#### WORK INSTRUCTIONS:
Below are the records; copy each line in which "truck" can be found.

** Opening STUDY MATERIAL block **

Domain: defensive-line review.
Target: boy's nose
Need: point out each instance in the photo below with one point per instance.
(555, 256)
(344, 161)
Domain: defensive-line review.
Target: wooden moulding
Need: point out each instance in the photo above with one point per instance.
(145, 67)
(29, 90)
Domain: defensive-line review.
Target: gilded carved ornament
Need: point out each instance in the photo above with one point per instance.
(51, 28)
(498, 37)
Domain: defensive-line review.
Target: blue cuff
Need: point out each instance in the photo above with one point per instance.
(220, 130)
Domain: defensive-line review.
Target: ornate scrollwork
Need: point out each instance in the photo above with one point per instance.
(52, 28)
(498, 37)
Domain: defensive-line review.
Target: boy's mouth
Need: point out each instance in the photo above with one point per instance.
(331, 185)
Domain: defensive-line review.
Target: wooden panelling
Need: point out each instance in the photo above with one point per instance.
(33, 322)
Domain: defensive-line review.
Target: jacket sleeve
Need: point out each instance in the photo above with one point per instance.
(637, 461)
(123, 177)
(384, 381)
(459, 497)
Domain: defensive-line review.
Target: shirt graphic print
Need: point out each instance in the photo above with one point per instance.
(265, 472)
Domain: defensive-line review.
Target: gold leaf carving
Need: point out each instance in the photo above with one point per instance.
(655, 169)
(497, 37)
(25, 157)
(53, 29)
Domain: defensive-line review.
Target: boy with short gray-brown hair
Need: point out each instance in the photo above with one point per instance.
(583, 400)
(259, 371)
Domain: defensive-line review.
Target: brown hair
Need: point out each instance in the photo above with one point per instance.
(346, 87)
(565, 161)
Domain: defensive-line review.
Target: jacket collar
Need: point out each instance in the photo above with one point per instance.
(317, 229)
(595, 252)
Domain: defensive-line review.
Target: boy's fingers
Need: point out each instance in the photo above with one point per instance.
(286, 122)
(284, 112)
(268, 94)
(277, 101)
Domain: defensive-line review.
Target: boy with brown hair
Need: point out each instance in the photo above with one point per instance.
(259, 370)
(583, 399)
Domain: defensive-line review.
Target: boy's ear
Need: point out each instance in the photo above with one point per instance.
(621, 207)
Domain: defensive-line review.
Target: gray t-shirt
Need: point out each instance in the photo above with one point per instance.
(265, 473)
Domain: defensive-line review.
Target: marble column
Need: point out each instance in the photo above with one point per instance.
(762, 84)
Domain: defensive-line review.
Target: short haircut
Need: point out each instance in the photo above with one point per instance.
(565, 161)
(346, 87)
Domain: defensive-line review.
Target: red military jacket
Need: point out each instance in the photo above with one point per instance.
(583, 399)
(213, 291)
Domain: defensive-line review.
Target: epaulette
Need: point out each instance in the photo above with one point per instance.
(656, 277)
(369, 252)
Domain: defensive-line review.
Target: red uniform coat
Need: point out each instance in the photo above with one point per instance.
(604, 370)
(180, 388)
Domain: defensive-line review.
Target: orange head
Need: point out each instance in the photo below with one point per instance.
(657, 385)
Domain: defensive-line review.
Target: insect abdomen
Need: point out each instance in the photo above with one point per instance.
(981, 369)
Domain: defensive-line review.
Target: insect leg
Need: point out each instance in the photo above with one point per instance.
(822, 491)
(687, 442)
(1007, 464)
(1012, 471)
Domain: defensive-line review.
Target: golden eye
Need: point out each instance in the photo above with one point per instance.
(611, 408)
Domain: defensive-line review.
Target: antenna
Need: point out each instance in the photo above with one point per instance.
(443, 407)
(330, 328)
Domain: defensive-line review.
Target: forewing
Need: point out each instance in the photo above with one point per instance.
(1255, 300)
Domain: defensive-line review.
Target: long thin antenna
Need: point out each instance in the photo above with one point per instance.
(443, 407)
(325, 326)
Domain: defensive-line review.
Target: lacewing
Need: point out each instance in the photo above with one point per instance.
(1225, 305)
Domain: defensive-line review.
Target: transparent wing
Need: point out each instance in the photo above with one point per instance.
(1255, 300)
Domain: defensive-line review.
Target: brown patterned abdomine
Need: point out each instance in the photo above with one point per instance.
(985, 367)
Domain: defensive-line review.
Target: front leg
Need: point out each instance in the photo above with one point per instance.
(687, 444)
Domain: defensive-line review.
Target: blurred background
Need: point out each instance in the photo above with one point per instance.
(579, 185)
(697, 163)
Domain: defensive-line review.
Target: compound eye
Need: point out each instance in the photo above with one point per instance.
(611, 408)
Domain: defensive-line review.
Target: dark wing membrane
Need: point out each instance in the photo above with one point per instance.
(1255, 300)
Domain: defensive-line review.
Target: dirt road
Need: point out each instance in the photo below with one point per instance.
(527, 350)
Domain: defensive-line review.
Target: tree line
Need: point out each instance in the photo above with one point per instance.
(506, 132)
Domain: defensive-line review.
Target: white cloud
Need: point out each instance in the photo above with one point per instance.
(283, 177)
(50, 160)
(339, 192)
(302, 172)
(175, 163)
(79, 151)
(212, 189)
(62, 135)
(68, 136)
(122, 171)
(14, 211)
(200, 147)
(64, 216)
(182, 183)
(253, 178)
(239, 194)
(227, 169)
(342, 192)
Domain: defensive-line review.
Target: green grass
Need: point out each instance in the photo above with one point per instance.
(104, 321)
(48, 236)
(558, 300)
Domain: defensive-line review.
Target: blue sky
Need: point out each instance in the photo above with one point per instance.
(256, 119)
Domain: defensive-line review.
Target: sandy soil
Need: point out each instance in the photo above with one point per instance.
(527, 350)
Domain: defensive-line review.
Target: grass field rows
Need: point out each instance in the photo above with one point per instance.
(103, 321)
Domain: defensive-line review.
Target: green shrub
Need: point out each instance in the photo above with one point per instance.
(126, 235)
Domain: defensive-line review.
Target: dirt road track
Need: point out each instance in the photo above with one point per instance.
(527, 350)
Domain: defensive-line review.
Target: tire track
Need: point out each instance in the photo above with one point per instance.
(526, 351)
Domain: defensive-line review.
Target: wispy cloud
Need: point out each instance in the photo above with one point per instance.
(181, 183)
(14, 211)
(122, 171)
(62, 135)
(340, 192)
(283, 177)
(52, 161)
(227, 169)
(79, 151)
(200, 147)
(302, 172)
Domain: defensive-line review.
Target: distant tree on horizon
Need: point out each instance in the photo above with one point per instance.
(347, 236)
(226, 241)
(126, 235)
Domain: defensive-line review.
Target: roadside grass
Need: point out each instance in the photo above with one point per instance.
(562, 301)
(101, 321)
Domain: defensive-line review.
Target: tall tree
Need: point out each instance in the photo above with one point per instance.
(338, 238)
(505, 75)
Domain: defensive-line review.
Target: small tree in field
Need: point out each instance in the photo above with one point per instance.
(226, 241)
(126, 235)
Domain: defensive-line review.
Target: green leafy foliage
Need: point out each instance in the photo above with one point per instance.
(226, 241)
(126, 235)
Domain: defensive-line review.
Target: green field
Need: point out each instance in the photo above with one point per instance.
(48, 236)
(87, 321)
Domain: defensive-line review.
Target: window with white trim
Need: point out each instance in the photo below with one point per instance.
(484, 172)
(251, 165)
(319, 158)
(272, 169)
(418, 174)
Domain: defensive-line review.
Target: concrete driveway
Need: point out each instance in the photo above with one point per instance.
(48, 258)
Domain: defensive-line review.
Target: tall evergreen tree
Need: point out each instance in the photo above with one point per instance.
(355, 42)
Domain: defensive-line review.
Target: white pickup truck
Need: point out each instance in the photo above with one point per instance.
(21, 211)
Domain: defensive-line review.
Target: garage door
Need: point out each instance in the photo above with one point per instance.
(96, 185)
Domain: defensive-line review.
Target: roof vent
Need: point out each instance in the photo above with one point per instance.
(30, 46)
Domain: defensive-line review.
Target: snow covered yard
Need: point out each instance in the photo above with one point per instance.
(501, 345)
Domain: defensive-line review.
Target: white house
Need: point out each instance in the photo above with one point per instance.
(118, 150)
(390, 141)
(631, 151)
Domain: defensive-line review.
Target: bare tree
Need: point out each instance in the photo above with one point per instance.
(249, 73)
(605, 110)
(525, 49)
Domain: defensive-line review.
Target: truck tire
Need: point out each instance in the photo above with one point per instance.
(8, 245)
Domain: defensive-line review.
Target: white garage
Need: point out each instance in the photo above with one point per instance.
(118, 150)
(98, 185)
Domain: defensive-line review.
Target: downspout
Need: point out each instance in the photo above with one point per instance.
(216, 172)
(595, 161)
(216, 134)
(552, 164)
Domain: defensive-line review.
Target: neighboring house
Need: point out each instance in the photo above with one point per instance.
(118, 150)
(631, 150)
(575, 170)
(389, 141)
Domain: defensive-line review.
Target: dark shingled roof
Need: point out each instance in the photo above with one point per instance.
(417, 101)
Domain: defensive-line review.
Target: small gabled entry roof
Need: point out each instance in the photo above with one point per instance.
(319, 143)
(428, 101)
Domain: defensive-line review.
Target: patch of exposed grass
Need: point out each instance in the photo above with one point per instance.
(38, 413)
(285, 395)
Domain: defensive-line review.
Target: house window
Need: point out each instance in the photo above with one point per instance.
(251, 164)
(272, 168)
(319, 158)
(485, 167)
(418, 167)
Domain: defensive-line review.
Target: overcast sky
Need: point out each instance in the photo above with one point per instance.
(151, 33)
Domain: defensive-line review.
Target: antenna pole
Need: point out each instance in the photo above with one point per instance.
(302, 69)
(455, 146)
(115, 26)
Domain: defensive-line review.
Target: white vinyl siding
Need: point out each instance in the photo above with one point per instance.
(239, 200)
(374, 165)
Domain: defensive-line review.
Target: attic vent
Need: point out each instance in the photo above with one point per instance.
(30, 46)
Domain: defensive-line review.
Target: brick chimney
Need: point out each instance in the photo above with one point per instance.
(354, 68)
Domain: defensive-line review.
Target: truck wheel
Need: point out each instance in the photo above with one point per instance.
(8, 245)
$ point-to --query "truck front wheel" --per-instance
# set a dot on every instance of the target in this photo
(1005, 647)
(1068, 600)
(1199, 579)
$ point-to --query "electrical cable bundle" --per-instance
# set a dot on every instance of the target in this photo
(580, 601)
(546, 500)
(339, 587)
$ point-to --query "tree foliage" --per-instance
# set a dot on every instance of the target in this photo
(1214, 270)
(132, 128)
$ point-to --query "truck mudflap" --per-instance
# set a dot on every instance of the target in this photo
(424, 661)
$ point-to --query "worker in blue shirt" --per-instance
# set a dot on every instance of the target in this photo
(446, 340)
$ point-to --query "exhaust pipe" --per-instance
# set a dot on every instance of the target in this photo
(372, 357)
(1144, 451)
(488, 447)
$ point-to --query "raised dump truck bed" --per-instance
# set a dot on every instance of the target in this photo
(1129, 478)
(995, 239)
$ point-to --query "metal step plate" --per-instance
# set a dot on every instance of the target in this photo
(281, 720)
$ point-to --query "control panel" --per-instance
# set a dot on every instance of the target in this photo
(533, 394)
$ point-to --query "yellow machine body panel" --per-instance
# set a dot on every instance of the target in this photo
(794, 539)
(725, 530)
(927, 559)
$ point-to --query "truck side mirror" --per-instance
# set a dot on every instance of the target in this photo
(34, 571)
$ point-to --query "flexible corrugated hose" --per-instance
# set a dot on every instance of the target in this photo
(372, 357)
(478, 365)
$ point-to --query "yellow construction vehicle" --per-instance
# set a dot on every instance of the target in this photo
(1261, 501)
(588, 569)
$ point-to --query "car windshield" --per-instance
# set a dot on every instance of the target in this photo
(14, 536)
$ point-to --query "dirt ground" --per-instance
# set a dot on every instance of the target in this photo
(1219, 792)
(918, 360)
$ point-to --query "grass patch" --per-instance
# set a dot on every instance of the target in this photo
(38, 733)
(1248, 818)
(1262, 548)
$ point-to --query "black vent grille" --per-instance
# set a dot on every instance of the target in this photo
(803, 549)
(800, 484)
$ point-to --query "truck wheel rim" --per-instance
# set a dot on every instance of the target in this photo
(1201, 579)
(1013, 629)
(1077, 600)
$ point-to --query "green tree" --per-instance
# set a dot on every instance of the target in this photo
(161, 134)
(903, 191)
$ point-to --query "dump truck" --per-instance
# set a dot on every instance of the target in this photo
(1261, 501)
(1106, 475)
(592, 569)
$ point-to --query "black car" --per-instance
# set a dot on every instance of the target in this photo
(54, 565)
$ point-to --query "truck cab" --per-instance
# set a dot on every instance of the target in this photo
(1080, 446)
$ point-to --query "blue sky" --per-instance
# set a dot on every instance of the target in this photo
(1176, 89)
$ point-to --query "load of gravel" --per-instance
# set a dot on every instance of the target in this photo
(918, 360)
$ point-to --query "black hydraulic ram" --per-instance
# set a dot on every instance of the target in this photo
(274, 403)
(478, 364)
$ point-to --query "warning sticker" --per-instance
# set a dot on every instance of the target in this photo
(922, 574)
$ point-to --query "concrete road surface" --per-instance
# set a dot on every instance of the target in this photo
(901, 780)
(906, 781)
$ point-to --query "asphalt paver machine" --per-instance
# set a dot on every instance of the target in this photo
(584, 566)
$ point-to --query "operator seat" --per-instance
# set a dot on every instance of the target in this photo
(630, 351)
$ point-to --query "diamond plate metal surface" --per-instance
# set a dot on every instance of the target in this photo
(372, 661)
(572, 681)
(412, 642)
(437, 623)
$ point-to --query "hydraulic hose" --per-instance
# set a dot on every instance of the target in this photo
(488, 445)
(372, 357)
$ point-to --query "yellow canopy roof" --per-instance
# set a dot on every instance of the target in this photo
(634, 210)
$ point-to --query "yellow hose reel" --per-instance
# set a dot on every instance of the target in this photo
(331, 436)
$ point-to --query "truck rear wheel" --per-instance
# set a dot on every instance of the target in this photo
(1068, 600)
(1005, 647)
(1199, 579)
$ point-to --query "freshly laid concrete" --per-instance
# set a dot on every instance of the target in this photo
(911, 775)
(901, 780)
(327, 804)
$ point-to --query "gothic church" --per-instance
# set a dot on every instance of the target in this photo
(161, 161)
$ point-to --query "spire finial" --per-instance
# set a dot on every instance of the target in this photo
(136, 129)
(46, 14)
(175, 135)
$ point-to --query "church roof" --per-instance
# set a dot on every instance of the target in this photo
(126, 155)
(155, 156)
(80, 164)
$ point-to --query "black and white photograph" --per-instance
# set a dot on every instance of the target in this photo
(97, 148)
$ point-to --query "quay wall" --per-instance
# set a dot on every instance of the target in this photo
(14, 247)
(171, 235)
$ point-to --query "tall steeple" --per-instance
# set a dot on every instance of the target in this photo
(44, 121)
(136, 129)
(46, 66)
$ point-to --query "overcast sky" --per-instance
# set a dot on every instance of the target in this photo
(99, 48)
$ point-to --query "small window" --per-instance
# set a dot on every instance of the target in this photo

** Closing STUDY MATERIAL block **

#### SOLUTION FOR THIS PROBLEM:
Target: white pickup truck
Target: truck tire
Target: truck wheel
$ point-to --query "truck front wheel" --per-instance
$ point-to --query "truck mudflap" --per-instance
$ point-to --query "raised dump truck bed" --per-instance
$ point-to --query "truck side mirror" --per-instance
$ point-to --query "truck wheel rim" --per-instance
$ point-to --query "dump truck" --per-instance
$ point-to --query "truck cab" --per-instance
$ point-to --query "truck rear wheel" --per-instance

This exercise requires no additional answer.